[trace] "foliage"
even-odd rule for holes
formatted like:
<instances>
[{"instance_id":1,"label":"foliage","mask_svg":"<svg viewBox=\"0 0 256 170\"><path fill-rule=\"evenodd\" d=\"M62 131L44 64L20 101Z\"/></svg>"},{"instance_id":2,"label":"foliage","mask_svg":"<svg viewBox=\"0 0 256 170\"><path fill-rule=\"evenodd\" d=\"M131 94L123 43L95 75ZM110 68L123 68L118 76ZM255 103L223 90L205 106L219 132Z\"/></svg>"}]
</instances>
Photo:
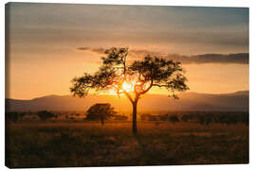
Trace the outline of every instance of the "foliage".
<instances>
[{"instance_id":1,"label":"foliage","mask_svg":"<svg viewBox=\"0 0 256 170\"><path fill-rule=\"evenodd\" d=\"M46 119L57 116L54 113L49 112L47 110L40 110L40 111L37 112L37 115L42 121L46 121Z\"/></svg>"},{"instance_id":2,"label":"foliage","mask_svg":"<svg viewBox=\"0 0 256 170\"><path fill-rule=\"evenodd\" d=\"M97 103L91 106L86 113L85 120L98 120L103 125L104 121L114 117L117 111L115 111L109 103Z\"/></svg>"},{"instance_id":3,"label":"foliage","mask_svg":"<svg viewBox=\"0 0 256 170\"><path fill-rule=\"evenodd\" d=\"M179 61L148 55L143 60L135 60L127 65L128 47L113 47L105 54L107 57L101 58L103 64L98 72L94 75L85 73L73 79L70 91L74 95L85 96L91 89L114 89L118 94L124 94L134 102L154 86L170 90L174 97L174 91L189 89ZM132 83L135 98L122 87L125 81Z\"/></svg>"},{"instance_id":4,"label":"foliage","mask_svg":"<svg viewBox=\"0 0 256 170\"><path fill-rule=\"evenodd\" d=\"M174 123L174 124L179 122L179 119L178 119L178 116L177 115L172 115L172 116L170 116L169 120L172 123Z\"/></svg>"}]
</instances>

----

CHALLENGE: Print each entry above word for word, but leave out the pictures.

REPLY:
[trace] "foliage"
even-odd rule for holes
formatted like:
<instances>
[{"instance_id":1,"label":"foliage","mask_svg":"<svg viewBox=\"0 0 256 170\"><path fill-rule=\"evenodd\" d=\"M62 131L44 64L20 101Z\"/></svg>"},{"instance_id":2,"label":"foliage","mask_svg":"<svg viewBox=\"0 0 256 170\"><path fill-rule=\"evenodd\" d=\"M131 94L123 43L95 75ZM110 68L123 68L118 76ZM255 103L223 90L205 106L219 132Z\"/></svg>"}]
</instances>
Photo:
Trace the outline of every instance of the "foliage".
<instances>
[{"instance_id":1,"label":"foliage","mask_svg":"<svg viewBox=\"0 0 256 170\"><path fill-rule=\"evenodd\" d=\"M46 119L57 116L54 113L49 112L47 110L40 110L40 111L37 112L37 115L42 121L46 121Z\"/></svg>"},{"instance_id":2,"label":"foliage","mask_svg":"<svg viewBox=\"0 0 256 170\"><path fill-rule=\"evenodd\" d=\"M97 103L91 106L86 113L85 120L98 120L103 125L104 121L114 117L117 111L115 111L109 103Z\"/></svg>"},{"instance_id":3,"label":"foliage","mask_svg":"<svg viewBox=\"0 0 256 170\"><path fill-rule=\"evenodd\" d=\"M179 61L148 55L143 60L135 60L127 65L128 47L113 47L105 54L107 57L101 58L103 64L98 72L94 75L85 73L73 79L70 91L74 95L85 96L91 89L114 89L118 94L124 94L134 102L154 86L170 90L174 97L174 91L189 89ZM132 83L135 98L122 87L125 81Z\"/></svg>"},{"instance_id":4,"label":"foliage","mask_svg":"<svg viewBox=\"0 0 256 170\"><path fill-rule=\"evenodd\" d=\"M174 123L174 124L179 122L179 119L178 119L178 116L177 115L172 115L172 116L170 116L169 120L172 123Z\"/></svg>"}]
</instances>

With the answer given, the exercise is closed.